— WRITTEN INSTRUCTION —
Restate word for word the lines from the one containing "Q: Point out each instance of the water" through the end of the listing below, with both ends included.

··· ENTRIES SUPPLIED ···

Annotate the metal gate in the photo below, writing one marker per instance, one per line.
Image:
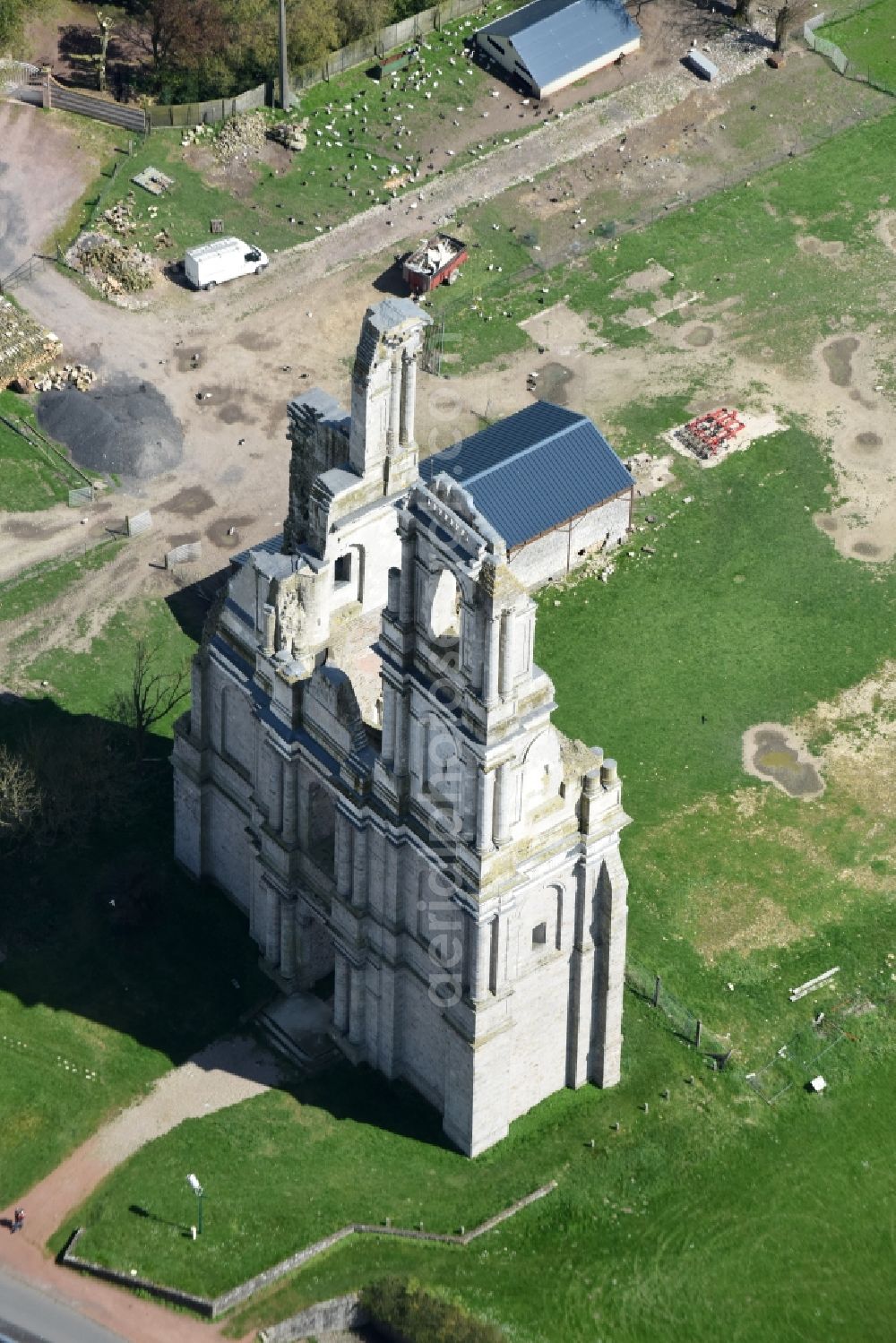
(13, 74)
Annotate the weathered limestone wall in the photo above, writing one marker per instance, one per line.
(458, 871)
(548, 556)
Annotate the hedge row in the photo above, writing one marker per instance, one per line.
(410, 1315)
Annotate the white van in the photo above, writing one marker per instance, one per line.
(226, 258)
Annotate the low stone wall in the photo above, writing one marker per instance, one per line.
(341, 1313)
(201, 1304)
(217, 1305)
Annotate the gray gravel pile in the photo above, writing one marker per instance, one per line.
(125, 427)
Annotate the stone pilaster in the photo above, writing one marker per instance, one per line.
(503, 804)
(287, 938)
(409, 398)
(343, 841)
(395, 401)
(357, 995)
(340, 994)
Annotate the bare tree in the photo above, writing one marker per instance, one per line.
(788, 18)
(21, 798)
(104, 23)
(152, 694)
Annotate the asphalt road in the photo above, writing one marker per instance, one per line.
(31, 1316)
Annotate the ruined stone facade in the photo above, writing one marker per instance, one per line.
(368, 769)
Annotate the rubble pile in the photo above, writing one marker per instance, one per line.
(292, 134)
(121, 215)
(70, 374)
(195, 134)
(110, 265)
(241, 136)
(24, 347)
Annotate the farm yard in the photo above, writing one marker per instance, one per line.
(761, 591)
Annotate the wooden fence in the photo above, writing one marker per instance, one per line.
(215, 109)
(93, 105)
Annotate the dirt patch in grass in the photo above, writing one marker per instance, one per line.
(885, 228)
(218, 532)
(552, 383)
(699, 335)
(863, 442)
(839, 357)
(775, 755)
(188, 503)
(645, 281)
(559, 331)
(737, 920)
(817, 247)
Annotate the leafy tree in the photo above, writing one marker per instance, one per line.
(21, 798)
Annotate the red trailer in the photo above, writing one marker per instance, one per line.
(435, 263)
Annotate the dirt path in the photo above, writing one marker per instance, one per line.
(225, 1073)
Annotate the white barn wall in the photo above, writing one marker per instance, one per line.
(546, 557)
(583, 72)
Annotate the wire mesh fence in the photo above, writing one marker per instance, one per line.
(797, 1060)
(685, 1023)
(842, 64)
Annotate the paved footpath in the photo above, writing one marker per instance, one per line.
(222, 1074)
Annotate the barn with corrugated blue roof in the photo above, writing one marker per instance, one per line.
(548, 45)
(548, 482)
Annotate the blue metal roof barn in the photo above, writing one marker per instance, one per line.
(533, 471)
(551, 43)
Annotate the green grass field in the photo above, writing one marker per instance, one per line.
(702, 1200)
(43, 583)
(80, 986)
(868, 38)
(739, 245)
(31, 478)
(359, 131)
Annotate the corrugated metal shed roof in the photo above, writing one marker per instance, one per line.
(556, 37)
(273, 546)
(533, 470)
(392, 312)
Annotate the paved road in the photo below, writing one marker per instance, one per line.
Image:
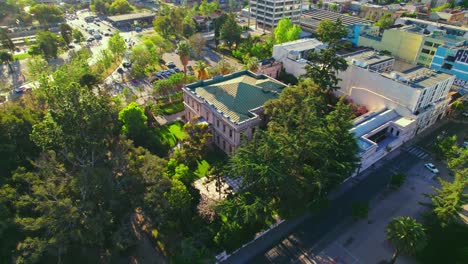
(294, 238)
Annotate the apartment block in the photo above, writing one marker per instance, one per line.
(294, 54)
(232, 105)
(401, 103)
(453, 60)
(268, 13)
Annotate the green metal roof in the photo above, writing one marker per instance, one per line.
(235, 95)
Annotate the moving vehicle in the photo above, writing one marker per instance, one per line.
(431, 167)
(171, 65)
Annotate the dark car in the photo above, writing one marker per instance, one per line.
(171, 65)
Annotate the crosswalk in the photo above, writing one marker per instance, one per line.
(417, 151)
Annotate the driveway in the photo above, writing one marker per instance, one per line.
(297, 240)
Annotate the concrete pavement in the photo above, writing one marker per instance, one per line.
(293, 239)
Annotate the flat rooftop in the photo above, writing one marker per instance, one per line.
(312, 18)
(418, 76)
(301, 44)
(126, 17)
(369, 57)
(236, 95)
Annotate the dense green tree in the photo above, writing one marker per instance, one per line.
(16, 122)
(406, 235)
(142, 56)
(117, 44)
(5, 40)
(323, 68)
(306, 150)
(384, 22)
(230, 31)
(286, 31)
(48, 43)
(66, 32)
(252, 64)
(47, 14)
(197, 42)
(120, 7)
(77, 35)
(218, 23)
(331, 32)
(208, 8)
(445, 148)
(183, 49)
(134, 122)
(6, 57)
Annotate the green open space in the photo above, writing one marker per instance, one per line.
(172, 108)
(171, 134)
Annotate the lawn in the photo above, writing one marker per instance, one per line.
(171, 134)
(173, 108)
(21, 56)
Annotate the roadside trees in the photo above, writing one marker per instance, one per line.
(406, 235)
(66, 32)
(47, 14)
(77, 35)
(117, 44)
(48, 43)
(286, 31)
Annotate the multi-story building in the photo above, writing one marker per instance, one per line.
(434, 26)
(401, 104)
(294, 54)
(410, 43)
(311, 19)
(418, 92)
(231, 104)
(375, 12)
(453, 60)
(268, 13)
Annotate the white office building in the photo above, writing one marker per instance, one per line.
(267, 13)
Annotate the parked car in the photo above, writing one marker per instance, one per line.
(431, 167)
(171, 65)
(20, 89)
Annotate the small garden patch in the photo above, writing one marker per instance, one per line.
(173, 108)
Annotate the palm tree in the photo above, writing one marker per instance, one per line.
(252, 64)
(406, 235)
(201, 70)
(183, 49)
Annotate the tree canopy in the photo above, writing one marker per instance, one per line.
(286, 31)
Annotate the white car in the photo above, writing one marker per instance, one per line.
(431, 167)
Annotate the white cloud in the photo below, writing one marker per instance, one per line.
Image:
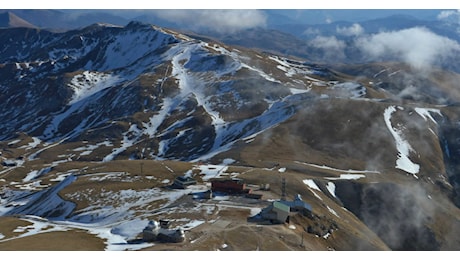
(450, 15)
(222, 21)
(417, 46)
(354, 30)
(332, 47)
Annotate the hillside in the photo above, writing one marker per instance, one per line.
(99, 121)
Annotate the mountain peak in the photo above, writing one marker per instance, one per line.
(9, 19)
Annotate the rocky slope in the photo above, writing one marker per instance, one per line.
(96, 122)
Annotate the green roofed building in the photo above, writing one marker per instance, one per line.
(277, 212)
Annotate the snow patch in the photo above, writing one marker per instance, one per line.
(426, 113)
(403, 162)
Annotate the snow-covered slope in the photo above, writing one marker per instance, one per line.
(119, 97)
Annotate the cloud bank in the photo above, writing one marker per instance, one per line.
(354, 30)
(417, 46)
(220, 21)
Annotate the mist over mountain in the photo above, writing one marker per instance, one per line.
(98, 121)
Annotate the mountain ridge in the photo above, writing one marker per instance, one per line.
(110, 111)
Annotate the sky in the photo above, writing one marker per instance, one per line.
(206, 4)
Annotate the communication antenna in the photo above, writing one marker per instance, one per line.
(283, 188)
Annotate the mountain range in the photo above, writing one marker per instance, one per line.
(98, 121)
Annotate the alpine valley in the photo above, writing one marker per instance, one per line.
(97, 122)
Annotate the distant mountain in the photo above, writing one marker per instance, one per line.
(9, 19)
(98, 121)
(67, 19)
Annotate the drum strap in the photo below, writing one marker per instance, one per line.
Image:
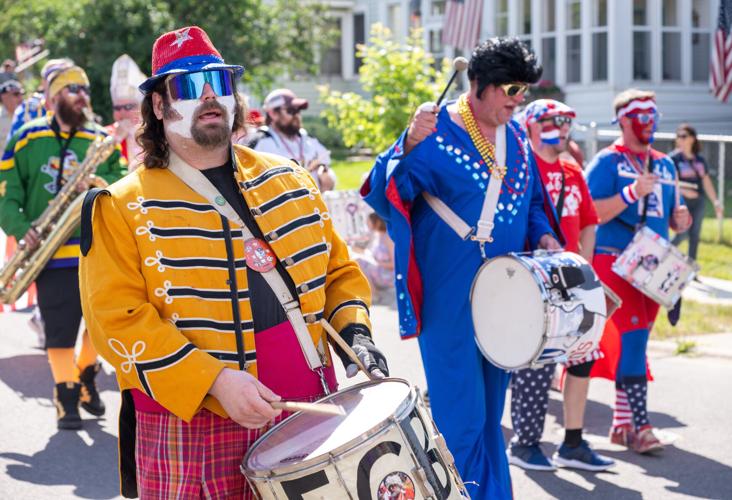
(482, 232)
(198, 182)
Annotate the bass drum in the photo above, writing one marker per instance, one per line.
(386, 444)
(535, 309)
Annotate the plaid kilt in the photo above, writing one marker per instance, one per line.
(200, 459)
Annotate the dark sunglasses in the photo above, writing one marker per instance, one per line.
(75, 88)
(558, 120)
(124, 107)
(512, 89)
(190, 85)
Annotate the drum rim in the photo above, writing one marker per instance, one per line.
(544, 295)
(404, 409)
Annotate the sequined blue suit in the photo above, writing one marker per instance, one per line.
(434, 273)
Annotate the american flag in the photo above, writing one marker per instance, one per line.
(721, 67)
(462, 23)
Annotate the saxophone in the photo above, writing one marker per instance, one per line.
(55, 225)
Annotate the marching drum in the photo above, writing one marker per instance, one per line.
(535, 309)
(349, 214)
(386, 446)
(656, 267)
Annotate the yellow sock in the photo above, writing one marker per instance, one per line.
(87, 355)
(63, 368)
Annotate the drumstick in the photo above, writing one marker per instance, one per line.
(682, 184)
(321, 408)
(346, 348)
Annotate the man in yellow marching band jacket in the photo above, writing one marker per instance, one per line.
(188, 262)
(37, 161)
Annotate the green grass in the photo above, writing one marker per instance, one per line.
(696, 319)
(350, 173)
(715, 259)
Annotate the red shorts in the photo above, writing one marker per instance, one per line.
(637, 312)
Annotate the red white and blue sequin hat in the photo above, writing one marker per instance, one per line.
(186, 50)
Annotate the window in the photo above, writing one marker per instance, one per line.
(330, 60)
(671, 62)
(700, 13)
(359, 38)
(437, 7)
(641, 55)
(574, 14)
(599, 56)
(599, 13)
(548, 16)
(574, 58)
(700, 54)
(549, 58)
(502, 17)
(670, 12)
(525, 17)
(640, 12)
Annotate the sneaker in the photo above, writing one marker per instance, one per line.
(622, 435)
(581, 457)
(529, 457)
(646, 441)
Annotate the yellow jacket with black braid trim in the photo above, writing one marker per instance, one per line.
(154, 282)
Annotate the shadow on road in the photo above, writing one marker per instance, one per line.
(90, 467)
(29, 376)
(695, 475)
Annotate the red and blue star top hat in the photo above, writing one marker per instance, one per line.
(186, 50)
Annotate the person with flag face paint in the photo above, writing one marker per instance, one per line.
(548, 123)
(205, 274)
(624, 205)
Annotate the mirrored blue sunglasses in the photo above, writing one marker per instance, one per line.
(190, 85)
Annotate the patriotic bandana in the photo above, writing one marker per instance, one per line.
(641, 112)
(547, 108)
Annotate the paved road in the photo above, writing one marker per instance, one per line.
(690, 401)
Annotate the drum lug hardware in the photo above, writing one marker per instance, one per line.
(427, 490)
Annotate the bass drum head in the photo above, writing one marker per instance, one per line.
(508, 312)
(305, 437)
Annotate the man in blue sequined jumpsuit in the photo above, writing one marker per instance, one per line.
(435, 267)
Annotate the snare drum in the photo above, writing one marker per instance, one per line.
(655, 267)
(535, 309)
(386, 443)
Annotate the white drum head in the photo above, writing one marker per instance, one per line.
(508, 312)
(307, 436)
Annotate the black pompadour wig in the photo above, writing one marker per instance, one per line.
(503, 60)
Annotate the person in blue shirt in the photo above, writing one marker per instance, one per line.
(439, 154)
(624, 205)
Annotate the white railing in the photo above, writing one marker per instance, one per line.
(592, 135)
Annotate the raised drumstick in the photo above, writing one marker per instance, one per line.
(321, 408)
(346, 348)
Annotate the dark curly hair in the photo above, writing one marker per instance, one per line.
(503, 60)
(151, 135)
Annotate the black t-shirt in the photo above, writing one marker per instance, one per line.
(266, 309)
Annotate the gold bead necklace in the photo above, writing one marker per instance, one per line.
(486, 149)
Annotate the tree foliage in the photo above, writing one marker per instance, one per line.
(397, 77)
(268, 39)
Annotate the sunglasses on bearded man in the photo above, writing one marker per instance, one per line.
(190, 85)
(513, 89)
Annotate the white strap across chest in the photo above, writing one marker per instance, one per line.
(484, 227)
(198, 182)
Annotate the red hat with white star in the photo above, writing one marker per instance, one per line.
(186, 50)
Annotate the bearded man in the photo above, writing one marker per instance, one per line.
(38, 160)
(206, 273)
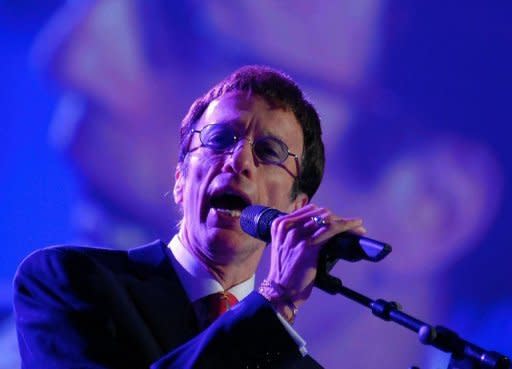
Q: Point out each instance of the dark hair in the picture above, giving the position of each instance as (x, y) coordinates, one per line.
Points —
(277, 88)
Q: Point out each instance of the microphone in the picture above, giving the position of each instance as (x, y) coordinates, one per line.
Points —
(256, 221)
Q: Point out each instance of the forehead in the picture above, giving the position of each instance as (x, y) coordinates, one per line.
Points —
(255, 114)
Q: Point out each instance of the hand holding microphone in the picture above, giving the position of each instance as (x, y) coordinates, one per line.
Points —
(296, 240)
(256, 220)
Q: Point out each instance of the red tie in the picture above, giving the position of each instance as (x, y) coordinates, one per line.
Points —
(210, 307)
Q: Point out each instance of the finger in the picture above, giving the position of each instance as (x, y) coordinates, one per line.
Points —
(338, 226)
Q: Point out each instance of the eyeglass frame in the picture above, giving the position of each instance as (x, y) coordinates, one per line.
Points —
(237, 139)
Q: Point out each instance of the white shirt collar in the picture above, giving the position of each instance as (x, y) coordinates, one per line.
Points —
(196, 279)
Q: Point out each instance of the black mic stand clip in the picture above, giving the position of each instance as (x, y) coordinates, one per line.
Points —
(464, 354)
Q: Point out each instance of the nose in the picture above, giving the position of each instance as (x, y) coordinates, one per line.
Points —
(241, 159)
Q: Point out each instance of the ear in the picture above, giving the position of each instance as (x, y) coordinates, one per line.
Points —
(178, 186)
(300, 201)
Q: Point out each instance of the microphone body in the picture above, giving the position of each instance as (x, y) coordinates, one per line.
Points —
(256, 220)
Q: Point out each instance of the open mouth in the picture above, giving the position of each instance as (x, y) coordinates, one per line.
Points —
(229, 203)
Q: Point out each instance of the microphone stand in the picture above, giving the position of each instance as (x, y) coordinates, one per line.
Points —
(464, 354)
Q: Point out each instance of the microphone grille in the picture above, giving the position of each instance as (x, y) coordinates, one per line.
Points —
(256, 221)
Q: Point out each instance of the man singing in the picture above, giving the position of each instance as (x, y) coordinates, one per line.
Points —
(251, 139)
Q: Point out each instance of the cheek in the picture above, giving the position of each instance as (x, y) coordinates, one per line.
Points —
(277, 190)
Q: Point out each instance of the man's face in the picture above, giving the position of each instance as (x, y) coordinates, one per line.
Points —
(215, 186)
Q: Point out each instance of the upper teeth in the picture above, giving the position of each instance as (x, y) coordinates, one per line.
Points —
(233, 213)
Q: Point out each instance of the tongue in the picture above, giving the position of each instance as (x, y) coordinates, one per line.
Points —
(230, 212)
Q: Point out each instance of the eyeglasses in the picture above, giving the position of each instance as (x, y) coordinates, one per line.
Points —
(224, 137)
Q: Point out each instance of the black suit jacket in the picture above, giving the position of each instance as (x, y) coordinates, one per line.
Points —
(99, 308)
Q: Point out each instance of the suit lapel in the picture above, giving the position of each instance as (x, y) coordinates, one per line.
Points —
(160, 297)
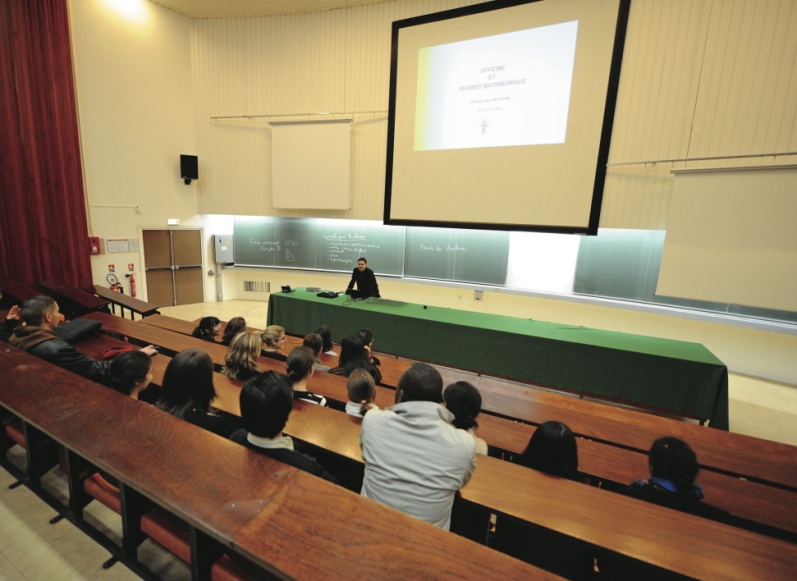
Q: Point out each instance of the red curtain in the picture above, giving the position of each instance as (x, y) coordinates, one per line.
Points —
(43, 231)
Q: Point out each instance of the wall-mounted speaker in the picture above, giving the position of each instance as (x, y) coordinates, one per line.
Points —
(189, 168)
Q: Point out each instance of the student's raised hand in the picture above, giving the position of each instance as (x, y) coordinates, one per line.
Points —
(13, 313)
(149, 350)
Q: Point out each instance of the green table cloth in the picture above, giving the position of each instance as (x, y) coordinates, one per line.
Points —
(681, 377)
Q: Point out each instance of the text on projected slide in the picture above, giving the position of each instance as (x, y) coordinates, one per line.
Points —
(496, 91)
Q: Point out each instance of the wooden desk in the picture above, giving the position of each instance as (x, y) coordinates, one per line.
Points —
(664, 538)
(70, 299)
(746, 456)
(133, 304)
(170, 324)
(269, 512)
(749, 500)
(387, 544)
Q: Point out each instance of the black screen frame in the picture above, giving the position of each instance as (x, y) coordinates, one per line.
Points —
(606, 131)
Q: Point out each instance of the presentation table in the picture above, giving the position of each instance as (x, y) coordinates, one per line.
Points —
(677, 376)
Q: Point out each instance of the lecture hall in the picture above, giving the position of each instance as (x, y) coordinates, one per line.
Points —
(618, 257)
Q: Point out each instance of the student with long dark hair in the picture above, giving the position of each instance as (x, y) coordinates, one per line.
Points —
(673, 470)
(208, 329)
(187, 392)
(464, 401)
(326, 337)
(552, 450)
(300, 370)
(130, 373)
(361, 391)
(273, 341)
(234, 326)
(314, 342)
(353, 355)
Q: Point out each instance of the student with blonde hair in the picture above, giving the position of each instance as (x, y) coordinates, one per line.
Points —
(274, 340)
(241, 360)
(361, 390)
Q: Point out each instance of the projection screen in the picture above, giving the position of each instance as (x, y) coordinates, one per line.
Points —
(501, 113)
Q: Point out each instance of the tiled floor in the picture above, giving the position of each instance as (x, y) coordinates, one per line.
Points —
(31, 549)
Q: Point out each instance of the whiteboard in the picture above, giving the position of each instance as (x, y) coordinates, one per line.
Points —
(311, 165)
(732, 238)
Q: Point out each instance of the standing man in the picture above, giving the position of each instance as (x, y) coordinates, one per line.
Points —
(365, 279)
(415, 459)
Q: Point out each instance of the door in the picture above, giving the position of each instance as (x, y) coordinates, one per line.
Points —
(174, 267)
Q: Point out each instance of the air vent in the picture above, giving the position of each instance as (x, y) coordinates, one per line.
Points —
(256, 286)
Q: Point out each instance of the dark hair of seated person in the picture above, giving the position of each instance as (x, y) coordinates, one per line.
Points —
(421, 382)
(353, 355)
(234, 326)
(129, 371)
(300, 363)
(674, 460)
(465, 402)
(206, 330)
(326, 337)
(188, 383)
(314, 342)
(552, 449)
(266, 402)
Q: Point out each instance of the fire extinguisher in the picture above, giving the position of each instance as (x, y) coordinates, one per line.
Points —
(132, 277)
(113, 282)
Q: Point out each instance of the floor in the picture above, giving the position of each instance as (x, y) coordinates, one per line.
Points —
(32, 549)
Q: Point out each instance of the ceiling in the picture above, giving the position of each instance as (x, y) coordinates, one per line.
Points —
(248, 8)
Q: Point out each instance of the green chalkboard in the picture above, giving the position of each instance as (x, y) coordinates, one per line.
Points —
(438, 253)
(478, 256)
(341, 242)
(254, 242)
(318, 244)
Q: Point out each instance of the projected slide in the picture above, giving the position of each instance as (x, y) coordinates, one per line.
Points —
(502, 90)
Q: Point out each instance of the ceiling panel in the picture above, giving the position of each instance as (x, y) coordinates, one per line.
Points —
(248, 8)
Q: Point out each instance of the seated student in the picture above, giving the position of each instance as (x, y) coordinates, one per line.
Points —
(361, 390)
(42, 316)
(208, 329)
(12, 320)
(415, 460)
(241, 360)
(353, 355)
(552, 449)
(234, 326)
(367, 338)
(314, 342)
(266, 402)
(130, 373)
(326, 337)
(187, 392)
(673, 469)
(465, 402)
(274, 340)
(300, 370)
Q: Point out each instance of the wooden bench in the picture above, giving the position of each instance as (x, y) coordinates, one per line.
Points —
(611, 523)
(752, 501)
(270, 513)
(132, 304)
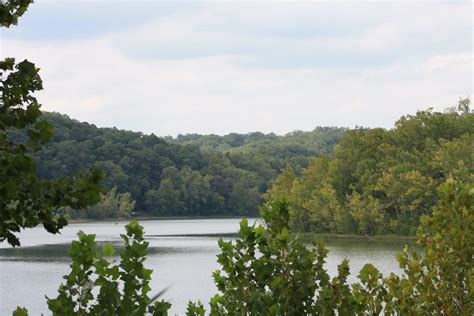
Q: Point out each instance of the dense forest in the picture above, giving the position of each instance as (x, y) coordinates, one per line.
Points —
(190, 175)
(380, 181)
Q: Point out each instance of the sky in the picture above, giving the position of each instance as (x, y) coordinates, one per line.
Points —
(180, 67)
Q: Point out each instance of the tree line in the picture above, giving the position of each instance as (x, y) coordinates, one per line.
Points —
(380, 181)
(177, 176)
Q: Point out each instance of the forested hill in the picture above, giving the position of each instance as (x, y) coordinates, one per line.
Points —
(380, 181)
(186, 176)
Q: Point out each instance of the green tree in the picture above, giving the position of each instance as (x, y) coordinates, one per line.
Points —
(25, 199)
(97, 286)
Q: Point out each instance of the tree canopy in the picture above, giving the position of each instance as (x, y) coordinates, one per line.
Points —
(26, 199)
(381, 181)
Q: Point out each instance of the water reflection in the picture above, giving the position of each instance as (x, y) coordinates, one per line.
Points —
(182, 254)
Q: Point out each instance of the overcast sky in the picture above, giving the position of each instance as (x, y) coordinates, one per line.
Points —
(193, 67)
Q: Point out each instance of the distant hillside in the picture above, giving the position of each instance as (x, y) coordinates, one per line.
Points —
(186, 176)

···

— EXERCISE ANSWER —
Q: Point out each instance of the water reflection in the picture above, giving the position of each instance as (x, y) coordinates, one per line.
Points —
(182, 254)
Q: Point out each instance of the overcast sky in the picture above, giving the position of each instance as (x, y) coordinates, one per line.
Points —
(193, 67)
Q: Point out each instance of the distant hillside in the picture above, giving the position of each instance as (x, y) coordinates, one per line.
Points —
(186, 176)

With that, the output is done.